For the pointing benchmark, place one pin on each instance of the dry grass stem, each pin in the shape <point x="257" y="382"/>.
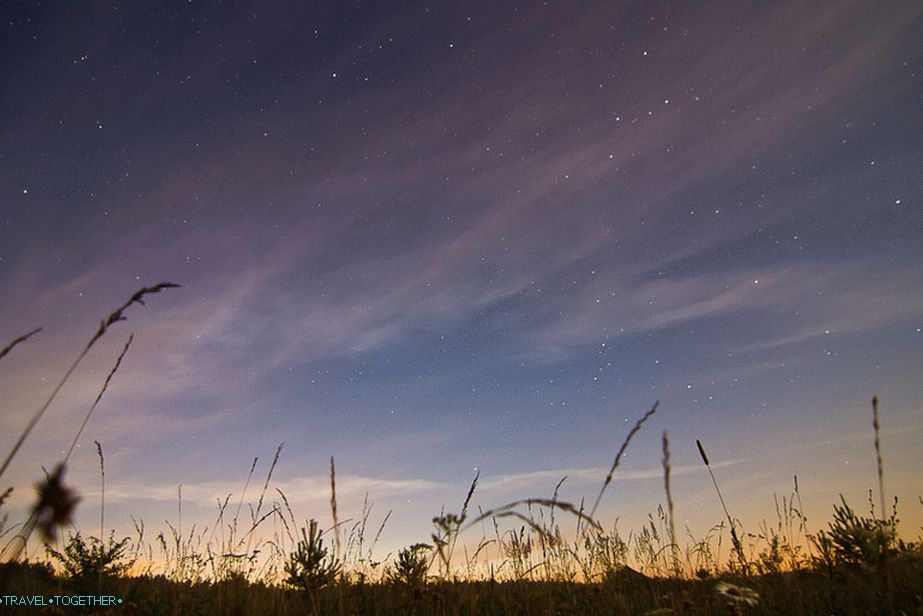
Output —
<point x="618" y="456"/>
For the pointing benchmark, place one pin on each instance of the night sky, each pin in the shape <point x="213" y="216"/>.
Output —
<point x="433" y="238"/>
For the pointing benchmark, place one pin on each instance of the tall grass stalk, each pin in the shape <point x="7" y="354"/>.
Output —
<point x="881" y="480"/>
<point x="674" y="549"/>
<point x="99" y="396"/>
<point x="618" y="456"/>
<point x="738" y="547"/>
<point x="22" y="338"/>
<point x="102" y="491"/>
<point x="114" y="317"/>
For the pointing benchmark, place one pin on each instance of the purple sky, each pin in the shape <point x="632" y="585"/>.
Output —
<point x="427" y="239"/>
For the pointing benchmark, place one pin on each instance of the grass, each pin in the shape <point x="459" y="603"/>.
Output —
<point x="263" y="561"/>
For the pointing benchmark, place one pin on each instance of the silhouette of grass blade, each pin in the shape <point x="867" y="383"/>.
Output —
<point x="618" y="456"/>
<point x="99" y="396"/>
<point x="114" y="317"/>
<point x="22" y="338"/>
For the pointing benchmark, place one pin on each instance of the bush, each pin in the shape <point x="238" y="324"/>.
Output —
<point x="309" y="567"/>
<point x="91" y="558"/>
<point x="852" y="539"/>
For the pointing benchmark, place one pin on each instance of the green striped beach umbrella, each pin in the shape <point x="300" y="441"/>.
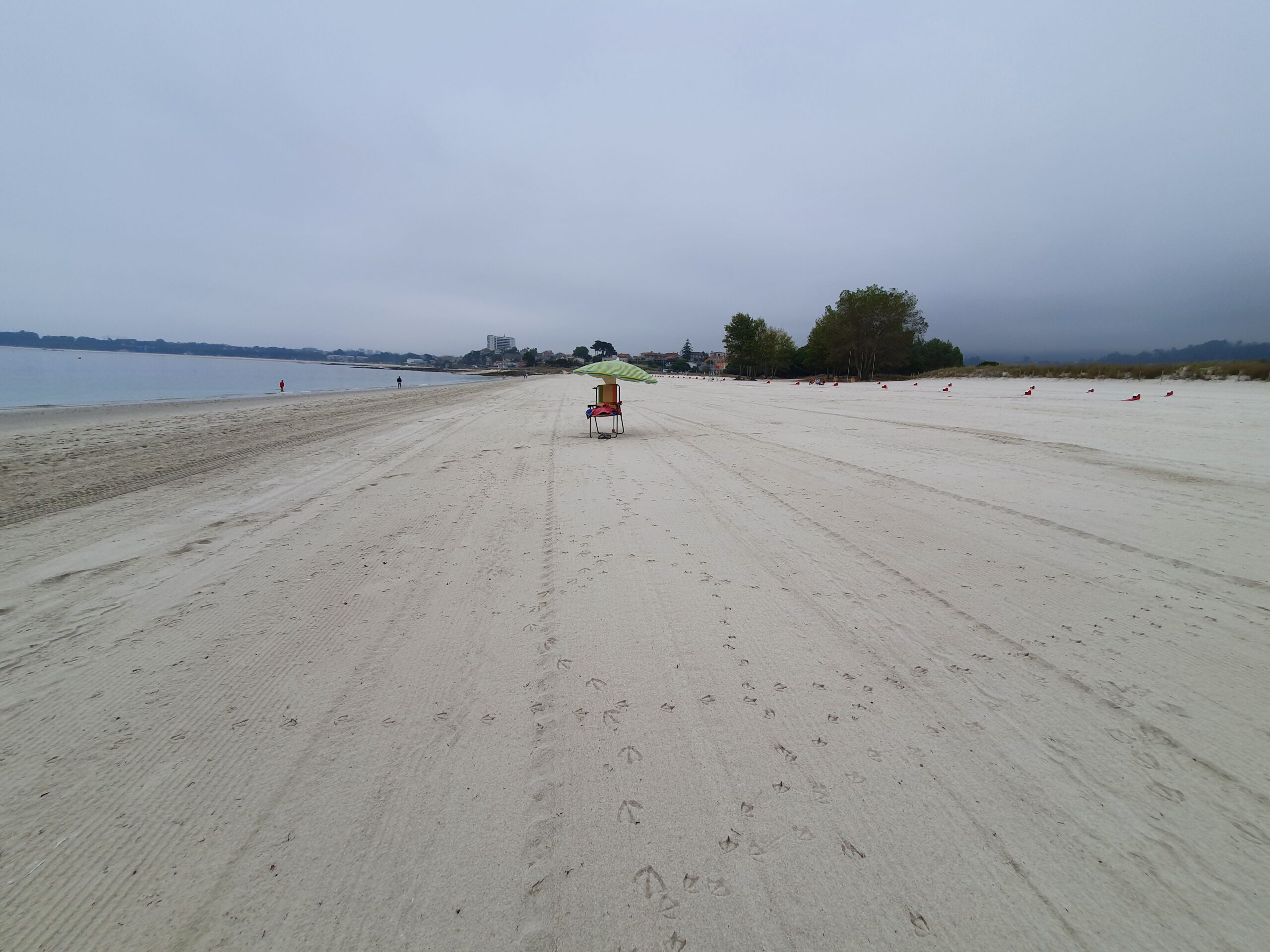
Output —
<point x="611" y="371"/>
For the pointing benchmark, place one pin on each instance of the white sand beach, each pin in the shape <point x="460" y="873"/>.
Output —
<point x="781" y="668"/>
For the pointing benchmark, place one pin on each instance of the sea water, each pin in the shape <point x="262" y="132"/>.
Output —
<point x="35" y="377"/>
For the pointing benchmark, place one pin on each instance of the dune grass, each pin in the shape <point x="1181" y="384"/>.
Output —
<point x="1196" y="370"/>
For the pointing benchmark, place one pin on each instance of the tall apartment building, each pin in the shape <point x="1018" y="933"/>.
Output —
<point x="496" y="343"/>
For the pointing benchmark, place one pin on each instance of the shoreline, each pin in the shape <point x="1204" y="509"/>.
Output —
<point x="457" y="379"/>
<point x="21" y="419"/>
<point x="348" y="668"/>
_____
* **Work to be completed**: Please express the records above, starting with the line containing "the shoreline, each" and going on through the end of the records, as a two-column CSV with the headers instruction and points, one row per record. Put each record's text and its answer each in a single quoted field, with line breaks replaced by spaces.

* **Solution for this problem**:
instruction,points
"For the pointing benchmark, place one pin on each instance of the shoreline, each pin in the shape <point x=""1204"" y=""509""/>. Output —","<point x=""457"" y=""379""/> <point x=""21"" y=""419""/> <point x=""348"" y=""668""/>"